● Exercise description
Find each line in the items that contains the word "black" and copy it out in full.

● Raw data
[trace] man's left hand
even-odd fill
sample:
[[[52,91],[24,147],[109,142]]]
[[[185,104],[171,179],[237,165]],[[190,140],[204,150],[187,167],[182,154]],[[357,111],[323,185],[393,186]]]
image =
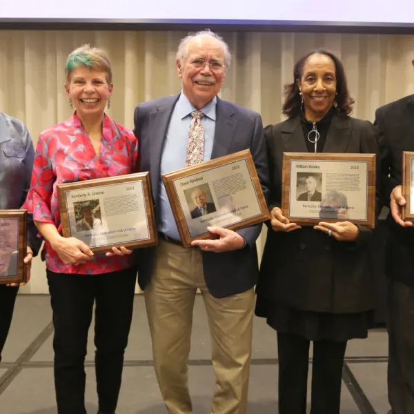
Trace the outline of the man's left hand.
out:
[[[213,235],[217,235],[219,239],[215,240],[194,240],[191,246],[198,246],[206,252],[229,252],[244,247],[244,239],[235,231],[221,227],[208,227],[207,230]]]
[[[323,231],[339,241],[355,241],[359,234],[357,226],[350,221],[337,223],[321,221],[317,226],[314,226],[313,228]]]
[[[30,270],[32,268],[32,259],[33,259],[33,251],[32,249],[28,246],[27,254],[26,257],[23,259],[23,263],[26,266],[26,282],[21,284],[18,283],[10,283],[8,284],[8,286],[23,286],[26,283],[30,280]]]
[[[132,250],[124,247],[124,246],[121,246],[119,249],[116,247],[112,247],[111,252],[107,252],[106,256],[108,257],[112,257],[112,256],[126,256],[128,255],[130,255],[132,253]]]

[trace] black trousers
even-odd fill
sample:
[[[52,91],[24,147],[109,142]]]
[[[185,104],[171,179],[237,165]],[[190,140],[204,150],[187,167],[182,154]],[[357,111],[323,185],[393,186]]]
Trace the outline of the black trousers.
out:
[[[18,291],[19,286],[0,285],[0,362],[1,362],[3,348],[10,328]]]
[[[95,372],[99,412],[115,412],[132,316],[135,268],[101,275],[47,270],[53,310],[58,414],[86,414],[84,369],[95,302]]]
[[[277,333],[279,414],[306,414],[310,342]],[[313,342],[310,414],[339,414],[346,342]]]
[[[389,279],[388,396],[393,413],[414,413],[414,286]]]

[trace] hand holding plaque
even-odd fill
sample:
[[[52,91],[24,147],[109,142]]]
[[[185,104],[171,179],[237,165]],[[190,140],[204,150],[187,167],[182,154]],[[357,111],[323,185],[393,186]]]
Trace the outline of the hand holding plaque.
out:
[[[161,176],[182,244],[213,239],[208,227],[257,224],[268,210],[250,150]]]
[[[347,221],[374,228],[375,154],[284,152],[283,215],[299,225]]]
[[[395,205],[393,208],[391,205],[391,213],[395,221],[403,227],[411,227],[414,221],[414,152],[402,152],[402,187],[399,187],[391,193],[392,199]],[[401,196],[405,200],[405,204],[401,206]]]
[[[62,233],[92,252],[157,241],[148,172],[58,184]]]

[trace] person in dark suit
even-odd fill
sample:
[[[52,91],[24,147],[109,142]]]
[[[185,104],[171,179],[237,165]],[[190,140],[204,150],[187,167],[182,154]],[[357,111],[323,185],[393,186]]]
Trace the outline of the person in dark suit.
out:
[[[316,190],[317,181],[313,175],[305,177],[306,193],[302,193],[297,197],[298,201],[322,201],[322,195]]]
[[[205,193],[198,187],[191,193],[191,199],[197,206],[190,212],[192,219],[197,219],[216,211],[215,204],[206,203]]]
[[[414,61],[413,61],[414,66]],[[388,332],[388,396],[394,414],[414,413],[414,228],[403,221],[402,151],[414,150],[414,95],[379,108],[381,194],[389,206],[385,245]]]
[[[353,103],[339,59],[312,51],[295,63],[286,87],[288,119],[265,129],[271,221],[255,313],[277,332],[279,414],[306,412],[310,341],[310,412],[339,414],[347,341],[366,337],[373,325],[371,230],[348,221],[302,228],[280,208],[284,152],[378,152],[373,124],[349,116]],[[316,148],[313,128],[319,137]]]
[[[256,239],[262,226],[232,231],[208,227],[217,239],[184,248],[160,174],[249,148],[265,197],[268,170],[260,115],[219,99],[230,56],[210,31],[190,34],[177,53],[182,90],[139,104],[135,133],[140,168],[150,171],[159,243],[137,249],[154,366],[169,413],[193,413],[188,388],[193,308],[201,290],[211,333],[216,386],[211,412],[247,410],[255,293]],[[217,254],[220,253],[219,255]]]

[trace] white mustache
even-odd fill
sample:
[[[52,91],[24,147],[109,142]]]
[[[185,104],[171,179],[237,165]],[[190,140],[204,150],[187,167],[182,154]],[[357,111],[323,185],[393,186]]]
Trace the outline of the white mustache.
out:
[[[213,77],[196,78],[195,82],[208,82],[212,85],[215,85],[215,79]]]

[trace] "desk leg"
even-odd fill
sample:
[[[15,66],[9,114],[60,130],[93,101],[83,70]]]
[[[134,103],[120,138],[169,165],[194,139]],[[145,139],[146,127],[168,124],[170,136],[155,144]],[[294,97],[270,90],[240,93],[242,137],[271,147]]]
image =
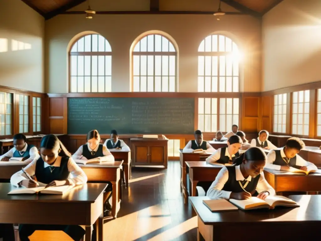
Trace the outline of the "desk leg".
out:
[[[103,214],[100,215],[96,221],[96,237],[97,241],[103,241],[104,240],[104,216]]]
[[[196,186],[197,185],[198,181],[193,181],[191,182],[192,183],[192,196],[195,197],[196,196]]]
[[[85,241],[91,241],[91,226],[86,225],[85,231],[86,233]]]

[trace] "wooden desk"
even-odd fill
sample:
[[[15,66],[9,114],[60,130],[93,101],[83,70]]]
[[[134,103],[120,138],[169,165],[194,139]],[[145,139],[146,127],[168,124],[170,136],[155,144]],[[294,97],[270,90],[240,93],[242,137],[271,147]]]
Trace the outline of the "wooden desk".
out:
[[[19,188],[0,183],[0,223],[85,225],[86,241],[91,241],[91,226],[96,222],[98,240],[102,241],[103,194],[106,186],[87,183],[64,195],[8,195]]]
[[[120,185],[120,170],[123,161],[115,161],[100,164],[78,164],[85,172],[88,182],[104,183],[110,182],[112,184],[111,214],[116,218],[120,208],[121,189]]]
[[[125,176],[124,182],[126,187],[128,187],[128,181],[132,177],[131,156],[130,151],[123,151],[121,150],[109,150],[110,153],[114,156],[115,160],[117,161],[122,160],[123,172],[124,175],[122,175],[122,178]]]
[[[207,164],[206,162],[185,162],[188,168],[189,180],[192,183],[190,196],[196,196],[196,186],[199,182],[213,182],[220,170],[224,166]],[[189,191],[189,190],[188,190]]]
[[[321,173],[307,175],[269,169],[264,172],[266,181],[278,194],[282,195],[283,192],[321,191]]]
[[[225,142],[209,141],[207,142],[212,146],[213,148],[216,150],[217,150],[219,148],[221,148],[222,147],[227,147],[227,141]]]
[[[162,166],[167,168],[168,140],[163,138],[131,138],[132,165]]]
[[[197,216],[197,240],[201,240],[201,235],[206,241],[257,240],[254,233],[244,232],[249,227],[253,230],[262,230],[259,239],[262,241],[315,240],[319,235],[321,225],[321,195],[289,197],[300,207],[212,212],[203,203],[208,197],[190,197]]]
[[[183,149],[179,149],[179,162],[181,166],[181,187],[184,195],[184,203],[187,203],[188,192],[187,189],[187,182],[186,179],[186,161],[205,161],[207,157],[211,156],[210,153],[193,153],[183,152]]]

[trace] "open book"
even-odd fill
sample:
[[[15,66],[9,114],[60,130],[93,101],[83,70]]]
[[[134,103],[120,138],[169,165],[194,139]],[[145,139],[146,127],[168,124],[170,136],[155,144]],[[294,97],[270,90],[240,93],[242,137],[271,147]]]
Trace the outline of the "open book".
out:
[[[39,192],[46,194],[62,195],[69,191],[74,187],[73,186],[60,186],[58,187],[37,187],[30,188],[21,188],[13,190],[8,194],[34,194]]]
[[[308,175],[310,173],[313,173],[314,172],[315,172],[317,171],[313,169],[310,169],[309,170],[308,168],[307,171],[304,171],[304,170],[301,170],[300,169],[298,169],[297,168],[291,167],[290,167],[290,169],[288,171],[293,173],[302,173],[302,174],[306,174],[306,175]]]
[[[265,208],[273,209],[277,206],[299,206],[293,200],[282,196],[269,196],[265,200],[252,197],[246,200],[230,199],[230,201],[240,209],[244,210]]]
[[[99,164],[101,162],[100,159],[97,158],[94,158],[89,160],[81,160],[80,159],[76,159],[75,160],[75,162],[76,163],[78,164],[82,164],[86,165],[86,164]]]
[[[237,207],[225,199],[203,200],[203,203],[212,212],[238,209]]]

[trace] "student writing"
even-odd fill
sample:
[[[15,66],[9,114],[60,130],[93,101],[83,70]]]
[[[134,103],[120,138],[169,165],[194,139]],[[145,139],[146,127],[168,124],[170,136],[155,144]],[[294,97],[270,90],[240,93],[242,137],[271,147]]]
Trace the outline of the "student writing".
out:
[[[0,156],[0,160],[8,161],[12,157],[23,157],[23,161],[30,162],[39,158],[37,147],[33,145],[27,144],[25,136],[21,133],[16,134],[13,139],[13,148]]]
[[[195,130],[194,133],[194,136],[195,139],[189,141],[183,149],[183,152],[193,152],[195,150],[199,149],[206,150],[208,152],[215,151],[215,149],[210,144],[203,140],[203,134],[200,130]]]
[[[239,127],[236,125],[233,125],[232,126],[232,131],[228,132],[224,136],[227,138],[229,138],[232,136],[236,135],[236,132],[239,130]]]
[[[264,200],[275,191],[262,172],[266,156],[262,150],[252,147],[235,159],[234,165],[219,172],[206,193],[212,199],[244,200],[252,196]]]
[[[262,130],[259,132],[259,136],[256,139],[253,139],[251,142],[251,147],[257,147],[267,150],[275,150],[278,148],[267,139],[269,132],[265,130]]]
[[[227,138],[223,136],[223,133],[220,130],[218,130],[215,135],[215,138],[213,139],[214,141],[227,141]]]
[[[40,153],[41,156],[38,159],[34,160],[24,169],[30,176],[35,176],[39,185],[55,186],[79,185],[87,182],[87,177],[83,171],[54,135],[48,135],[42,138]],[[33,187],[37,185],[37,182],[28,179],[22,171],[13,174],[10,182],[16,186]],[[63,231],[77,241],[82,238],[85,233],[83,229],[78,225],[23,224],[19,225],[20,240],[29,240],[28,237],[36,230]]]
[[[239,130],[236,132],[236,135],[241,138],[243,143],[242,144],[241,147],[241,150],[247,150],[251,147],[251,145],[248,143],[248,141],[245,138],[245,133],[241,130]]]
[[[307,171],[317,170],[314,164],[307,162],[297,155],[303,149],[304,143],[297,137],[288,139],[285,146],[277,150],[271,150],[267,154],[267,161],[265,167],[281,171],[288,171],[290,167]]]
[[[243,142],[238,136],[232,136],[227,141],[227,147],[219,148],[206,159],[206,163],[212,164],[232,163],[239,156],[239,151]]]
[[[110,138],[106,140],[104,146],[108,149],[121,149],[123,151],[130,151],[129,147],[122,140],[118,138],[118,134],[116,130],[112,130],[110,132]]]
[[[81,146],[73,155],[74,159],[90,160],[99,159],[102,162],[113,162],[115,158],[107,147],[100,143],[100,135],[97,130],[88,133],[86,138],[86,144]]]

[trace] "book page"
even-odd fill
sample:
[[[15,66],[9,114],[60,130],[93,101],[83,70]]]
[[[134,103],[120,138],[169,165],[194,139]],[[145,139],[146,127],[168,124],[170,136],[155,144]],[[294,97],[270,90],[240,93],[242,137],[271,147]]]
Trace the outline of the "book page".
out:
[[[260,206],[268,207],[269,206],[265,201],[255,197],[245,200],[230,199],[230,201],[242,209],[250,209]]]
[[[11,157],[9,159],[9,161],[22,161],[23,157]]]
[[[212,212],[237,210],[238,208],[225,199],[204,200],[203,203]]]
[[[293,200],[282,196],[269,196],[265,200],[268,204],[274,207],[276,205],[284,204],[296,204],[297,203]]]
[[[8,194],[33,194],[45,189],[44,187],[37,187],[29,188],[20,188],[9,192]]]

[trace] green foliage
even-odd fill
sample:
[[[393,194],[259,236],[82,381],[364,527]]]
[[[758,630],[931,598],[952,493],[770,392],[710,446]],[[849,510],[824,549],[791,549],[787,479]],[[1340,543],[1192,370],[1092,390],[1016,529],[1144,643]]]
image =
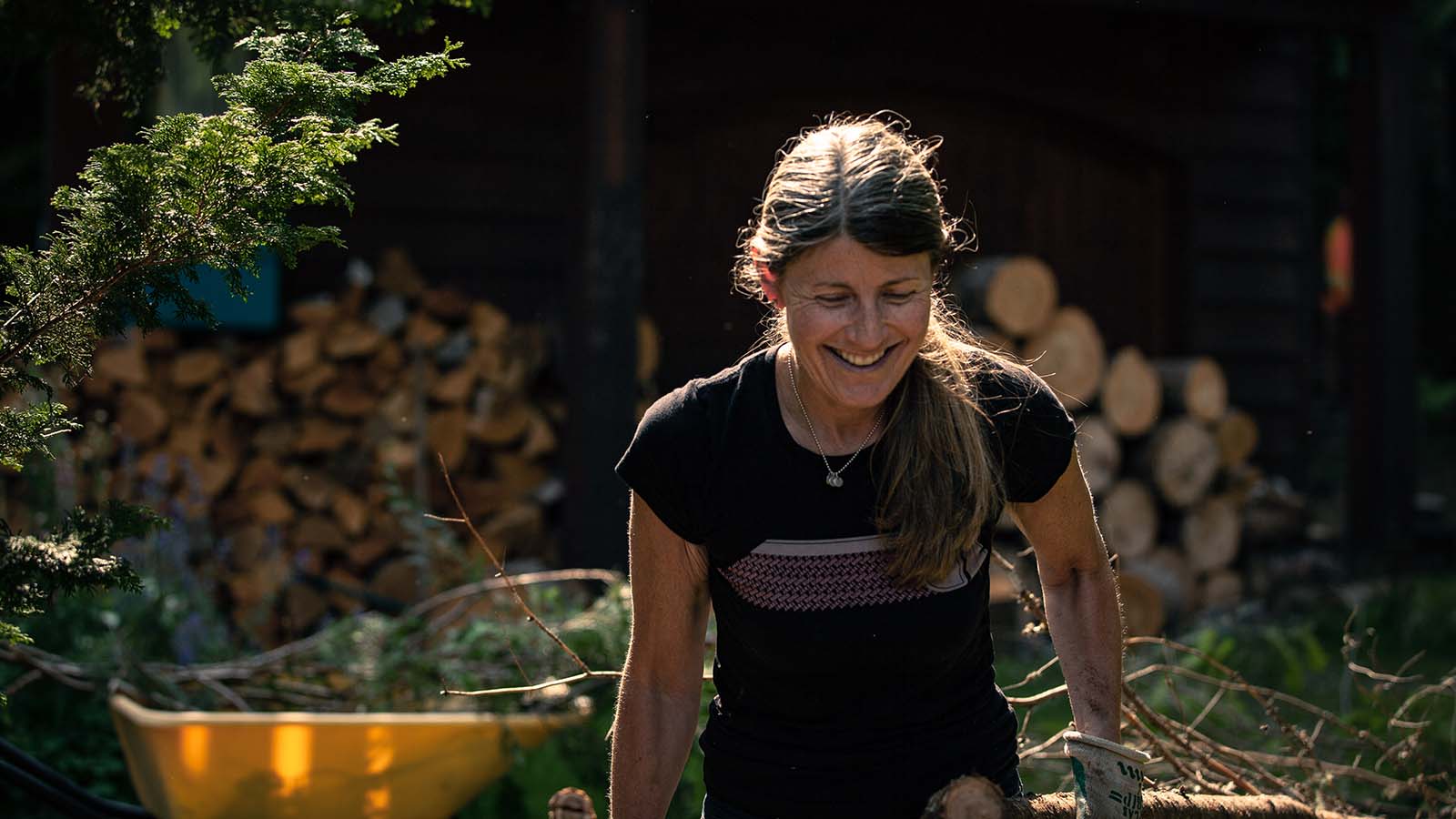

● Expected answer
[trace] black trousers
Trace the outline of the black trousers.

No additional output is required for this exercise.